- [PROBLEM TO SOLVE]:
Can you copy every line of the listing below character for character, omitting the picture?

((

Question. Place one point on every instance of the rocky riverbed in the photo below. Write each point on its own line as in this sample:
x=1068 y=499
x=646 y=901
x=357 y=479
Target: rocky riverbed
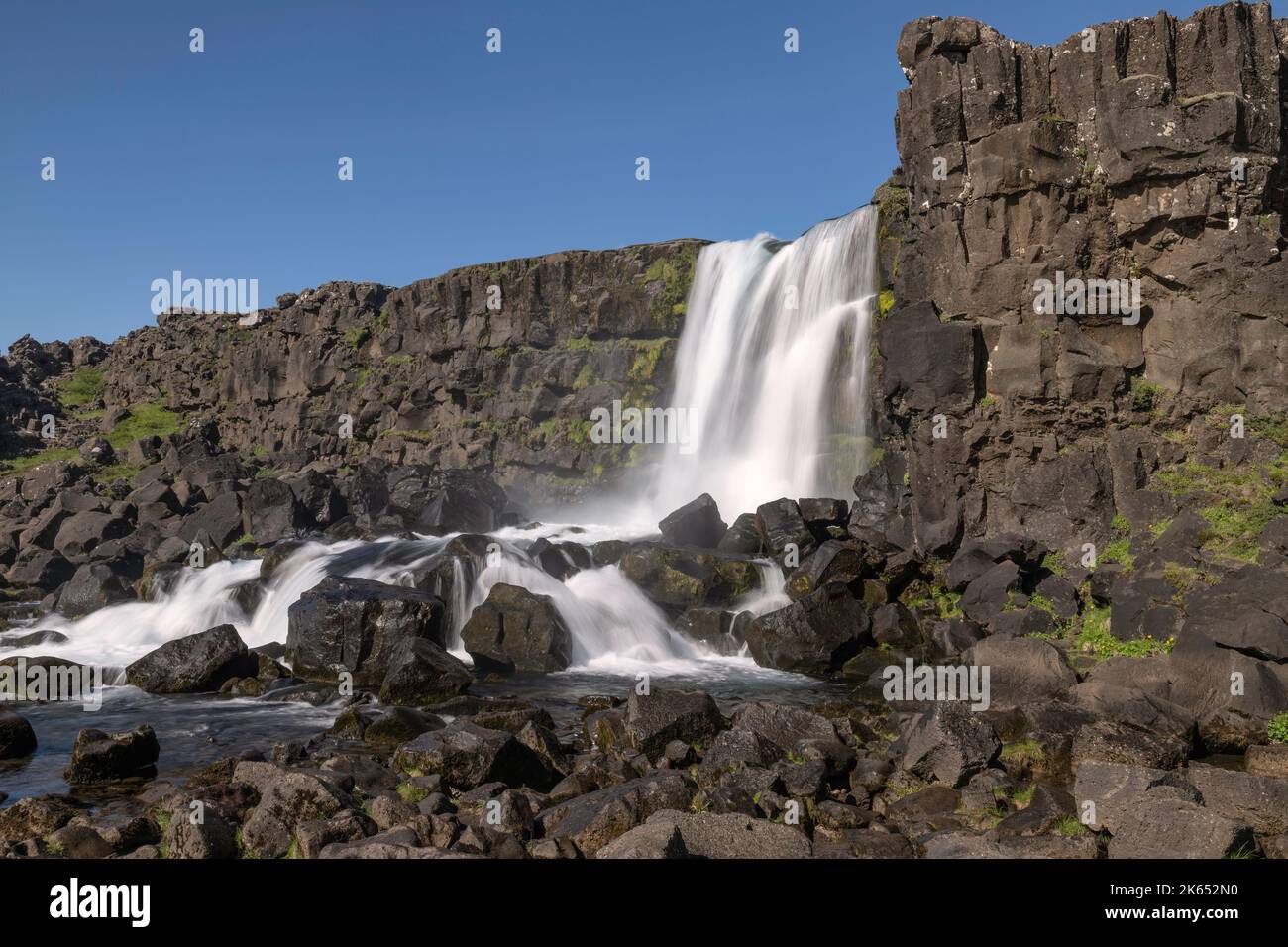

))

- [RESULT OF THE TASK]:
Question. Place one point on every instance of the rocky riverbed in the photo below. Write each point on its own line as in this sample:
x=1068 y=499
x=646 y=901
x=357 y=479
Target: rocky riverbed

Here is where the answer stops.